Your task ->
Retype every entry below exactly as it stands.

Data entries
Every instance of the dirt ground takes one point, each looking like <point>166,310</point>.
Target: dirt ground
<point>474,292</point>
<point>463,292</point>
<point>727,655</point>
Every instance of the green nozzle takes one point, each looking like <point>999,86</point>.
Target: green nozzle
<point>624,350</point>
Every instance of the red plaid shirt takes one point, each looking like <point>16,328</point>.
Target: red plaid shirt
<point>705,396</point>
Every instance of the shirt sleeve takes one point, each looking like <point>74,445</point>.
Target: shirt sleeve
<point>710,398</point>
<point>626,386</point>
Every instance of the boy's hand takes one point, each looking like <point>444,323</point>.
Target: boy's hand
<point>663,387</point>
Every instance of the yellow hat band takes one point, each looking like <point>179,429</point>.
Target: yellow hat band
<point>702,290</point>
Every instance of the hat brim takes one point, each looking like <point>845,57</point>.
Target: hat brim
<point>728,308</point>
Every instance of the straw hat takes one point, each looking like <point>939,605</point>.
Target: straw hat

Exercise solution ->
Every instance of the dirt ground takes one point, each looking like <point>166,310</point>.
Target: dirt ground
<point>474,292</point>
<point>463,292</point>
<point>727,655</point>
Every instance of the green nozzle takes one point, each looking like <point>999,86</point>.
Target: green nozzle
<point>624,350</point>
Every instance of the red plaid shirt takes one point, each looking like <point>16,328</point>.
Target: red plaid shirt
<point>705,396</point>
Every instance of the shirt sleeve takes one point, each looking like <point>74,445</point>.
Target: shirt sleeve
<point>710,398</point>
<point>626,386</point>
Every instance of the boy's hand takes one point, each looking like <point>444,323</point>.
Target: boy's hand
<point>663,387</point>
Every instance of the yellow hat band takes one point, each looking like <point>179,429</point>.
Target: yellow hat band
<point>702,290</point>
Every instance of the hat brim takes one point, each looking like <point>845,57</point>.
Target: hat brim
<point>728,308</point>
Every instance of the straw hat takes one point, each looking like <point>939,605</point>.
Target: straw hat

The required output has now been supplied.